## Input data:

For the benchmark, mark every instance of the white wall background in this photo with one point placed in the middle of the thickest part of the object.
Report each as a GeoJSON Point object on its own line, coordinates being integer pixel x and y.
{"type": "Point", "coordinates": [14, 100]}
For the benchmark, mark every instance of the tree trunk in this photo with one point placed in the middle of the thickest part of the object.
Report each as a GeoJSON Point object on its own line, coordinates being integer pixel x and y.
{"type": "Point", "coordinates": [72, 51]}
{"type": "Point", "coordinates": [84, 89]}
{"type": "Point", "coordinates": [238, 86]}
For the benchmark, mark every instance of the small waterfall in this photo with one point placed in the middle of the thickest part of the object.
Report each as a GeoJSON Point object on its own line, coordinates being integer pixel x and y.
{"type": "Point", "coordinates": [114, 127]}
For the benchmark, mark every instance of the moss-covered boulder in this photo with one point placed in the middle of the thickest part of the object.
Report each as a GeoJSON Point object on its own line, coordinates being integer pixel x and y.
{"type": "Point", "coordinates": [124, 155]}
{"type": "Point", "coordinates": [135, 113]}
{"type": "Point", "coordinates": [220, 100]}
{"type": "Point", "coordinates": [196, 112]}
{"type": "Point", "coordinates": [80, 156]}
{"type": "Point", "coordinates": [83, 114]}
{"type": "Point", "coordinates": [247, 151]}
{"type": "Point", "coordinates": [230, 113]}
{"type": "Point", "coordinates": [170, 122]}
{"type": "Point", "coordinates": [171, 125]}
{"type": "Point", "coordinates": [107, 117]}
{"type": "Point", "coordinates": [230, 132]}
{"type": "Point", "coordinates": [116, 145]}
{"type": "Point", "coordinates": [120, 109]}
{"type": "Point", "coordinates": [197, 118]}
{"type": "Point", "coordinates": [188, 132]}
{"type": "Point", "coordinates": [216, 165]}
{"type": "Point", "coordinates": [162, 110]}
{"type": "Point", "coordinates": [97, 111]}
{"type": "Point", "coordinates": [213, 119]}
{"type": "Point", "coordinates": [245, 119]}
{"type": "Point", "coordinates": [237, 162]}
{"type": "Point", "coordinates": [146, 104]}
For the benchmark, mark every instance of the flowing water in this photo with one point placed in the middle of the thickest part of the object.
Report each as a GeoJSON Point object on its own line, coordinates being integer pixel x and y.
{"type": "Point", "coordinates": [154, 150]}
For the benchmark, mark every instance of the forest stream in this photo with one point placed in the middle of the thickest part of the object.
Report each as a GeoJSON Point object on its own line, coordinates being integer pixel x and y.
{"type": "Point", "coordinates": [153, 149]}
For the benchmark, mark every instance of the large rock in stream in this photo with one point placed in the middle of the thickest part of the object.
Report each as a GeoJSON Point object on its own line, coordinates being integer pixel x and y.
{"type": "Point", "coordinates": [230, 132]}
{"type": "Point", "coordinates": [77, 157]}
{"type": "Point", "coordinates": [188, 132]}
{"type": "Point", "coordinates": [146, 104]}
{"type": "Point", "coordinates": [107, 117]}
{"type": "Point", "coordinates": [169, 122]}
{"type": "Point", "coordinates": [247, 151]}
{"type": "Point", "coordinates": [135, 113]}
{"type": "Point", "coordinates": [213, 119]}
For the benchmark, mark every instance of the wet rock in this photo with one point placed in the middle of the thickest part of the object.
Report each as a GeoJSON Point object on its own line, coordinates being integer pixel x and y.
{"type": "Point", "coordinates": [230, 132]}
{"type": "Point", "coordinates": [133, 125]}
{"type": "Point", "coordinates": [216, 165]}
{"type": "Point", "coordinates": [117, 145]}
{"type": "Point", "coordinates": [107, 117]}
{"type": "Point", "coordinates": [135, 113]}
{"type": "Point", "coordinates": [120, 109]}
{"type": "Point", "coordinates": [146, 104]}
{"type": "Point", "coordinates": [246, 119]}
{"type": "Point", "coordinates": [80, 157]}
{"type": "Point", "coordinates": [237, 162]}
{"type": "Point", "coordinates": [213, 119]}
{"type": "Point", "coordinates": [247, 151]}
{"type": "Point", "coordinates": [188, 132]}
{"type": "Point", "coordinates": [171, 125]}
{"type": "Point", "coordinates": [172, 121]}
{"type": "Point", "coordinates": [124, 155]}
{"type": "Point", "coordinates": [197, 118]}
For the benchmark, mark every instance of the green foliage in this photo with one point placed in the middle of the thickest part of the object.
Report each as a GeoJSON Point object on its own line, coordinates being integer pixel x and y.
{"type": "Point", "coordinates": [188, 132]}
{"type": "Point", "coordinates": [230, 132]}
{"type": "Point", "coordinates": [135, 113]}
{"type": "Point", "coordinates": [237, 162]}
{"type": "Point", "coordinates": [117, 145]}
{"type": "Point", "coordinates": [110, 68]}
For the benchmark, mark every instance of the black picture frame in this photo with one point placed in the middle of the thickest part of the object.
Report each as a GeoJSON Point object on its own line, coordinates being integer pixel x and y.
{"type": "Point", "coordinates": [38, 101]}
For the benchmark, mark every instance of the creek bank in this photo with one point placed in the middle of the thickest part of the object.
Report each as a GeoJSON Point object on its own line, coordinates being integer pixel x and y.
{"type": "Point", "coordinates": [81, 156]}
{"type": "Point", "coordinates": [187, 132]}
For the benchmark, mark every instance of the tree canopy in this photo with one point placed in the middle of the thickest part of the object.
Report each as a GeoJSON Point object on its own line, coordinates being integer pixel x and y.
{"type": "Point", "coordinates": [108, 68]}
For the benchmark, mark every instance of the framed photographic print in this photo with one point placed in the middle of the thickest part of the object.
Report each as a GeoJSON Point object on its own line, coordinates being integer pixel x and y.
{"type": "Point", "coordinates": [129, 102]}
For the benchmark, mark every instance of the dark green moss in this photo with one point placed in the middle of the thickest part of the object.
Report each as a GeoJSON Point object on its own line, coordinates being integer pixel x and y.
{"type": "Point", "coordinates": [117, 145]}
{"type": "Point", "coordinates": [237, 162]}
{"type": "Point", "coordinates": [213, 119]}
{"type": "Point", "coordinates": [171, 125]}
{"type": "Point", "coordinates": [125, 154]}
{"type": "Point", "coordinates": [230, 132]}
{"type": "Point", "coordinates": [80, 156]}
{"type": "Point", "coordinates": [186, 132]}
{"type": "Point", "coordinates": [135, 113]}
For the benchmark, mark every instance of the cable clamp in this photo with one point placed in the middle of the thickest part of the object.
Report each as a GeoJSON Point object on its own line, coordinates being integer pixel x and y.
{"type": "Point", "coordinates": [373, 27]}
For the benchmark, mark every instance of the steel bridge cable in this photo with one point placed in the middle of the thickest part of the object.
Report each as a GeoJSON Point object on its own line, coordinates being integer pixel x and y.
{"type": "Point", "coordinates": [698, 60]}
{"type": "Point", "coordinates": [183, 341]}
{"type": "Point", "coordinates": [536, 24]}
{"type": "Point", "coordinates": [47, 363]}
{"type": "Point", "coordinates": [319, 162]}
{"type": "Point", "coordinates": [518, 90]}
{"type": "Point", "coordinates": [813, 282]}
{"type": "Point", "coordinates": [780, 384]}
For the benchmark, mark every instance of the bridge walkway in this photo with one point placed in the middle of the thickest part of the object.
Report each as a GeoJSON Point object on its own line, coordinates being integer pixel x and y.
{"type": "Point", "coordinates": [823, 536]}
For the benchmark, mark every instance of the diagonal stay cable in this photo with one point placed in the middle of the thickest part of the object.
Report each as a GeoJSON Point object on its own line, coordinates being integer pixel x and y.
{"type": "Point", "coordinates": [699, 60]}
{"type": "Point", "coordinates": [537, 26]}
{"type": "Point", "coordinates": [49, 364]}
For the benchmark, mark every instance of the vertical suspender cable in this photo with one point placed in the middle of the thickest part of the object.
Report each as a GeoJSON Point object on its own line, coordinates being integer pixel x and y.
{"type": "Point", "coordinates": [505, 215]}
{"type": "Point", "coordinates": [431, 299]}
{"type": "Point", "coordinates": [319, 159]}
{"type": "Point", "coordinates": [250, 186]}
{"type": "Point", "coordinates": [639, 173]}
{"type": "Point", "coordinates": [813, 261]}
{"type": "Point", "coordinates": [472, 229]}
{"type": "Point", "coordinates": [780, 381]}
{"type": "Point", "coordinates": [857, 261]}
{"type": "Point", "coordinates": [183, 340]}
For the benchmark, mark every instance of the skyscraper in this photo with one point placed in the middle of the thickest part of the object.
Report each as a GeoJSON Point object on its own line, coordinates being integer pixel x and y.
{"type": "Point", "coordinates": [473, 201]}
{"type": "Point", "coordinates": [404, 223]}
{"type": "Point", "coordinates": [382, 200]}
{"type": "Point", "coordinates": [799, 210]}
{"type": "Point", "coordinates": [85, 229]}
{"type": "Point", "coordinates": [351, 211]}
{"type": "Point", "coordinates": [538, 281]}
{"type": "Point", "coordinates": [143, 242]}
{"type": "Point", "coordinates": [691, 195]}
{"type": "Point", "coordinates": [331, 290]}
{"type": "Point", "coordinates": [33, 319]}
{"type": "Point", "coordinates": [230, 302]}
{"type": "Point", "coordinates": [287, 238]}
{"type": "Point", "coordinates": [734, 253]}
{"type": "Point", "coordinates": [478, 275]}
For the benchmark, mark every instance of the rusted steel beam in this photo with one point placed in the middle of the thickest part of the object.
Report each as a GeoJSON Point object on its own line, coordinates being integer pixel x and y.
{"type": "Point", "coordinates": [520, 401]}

## What is expected:
Set out as a numbered list the lines from the one containing "For the benchmark, mark every instance of the rusted" through the last line of the records, leaving out any blank lines.

## Worked answer:
1. For the benchmark, mark every instance of the rusted steel beam in this photo with one point placed in the middle of the thickest part of the object.
2. Report each as a GeoJSON Point object on its own line, coordinates being integer pixel x and y.
3. {"type": "Point", "coordinates": [520, 401]}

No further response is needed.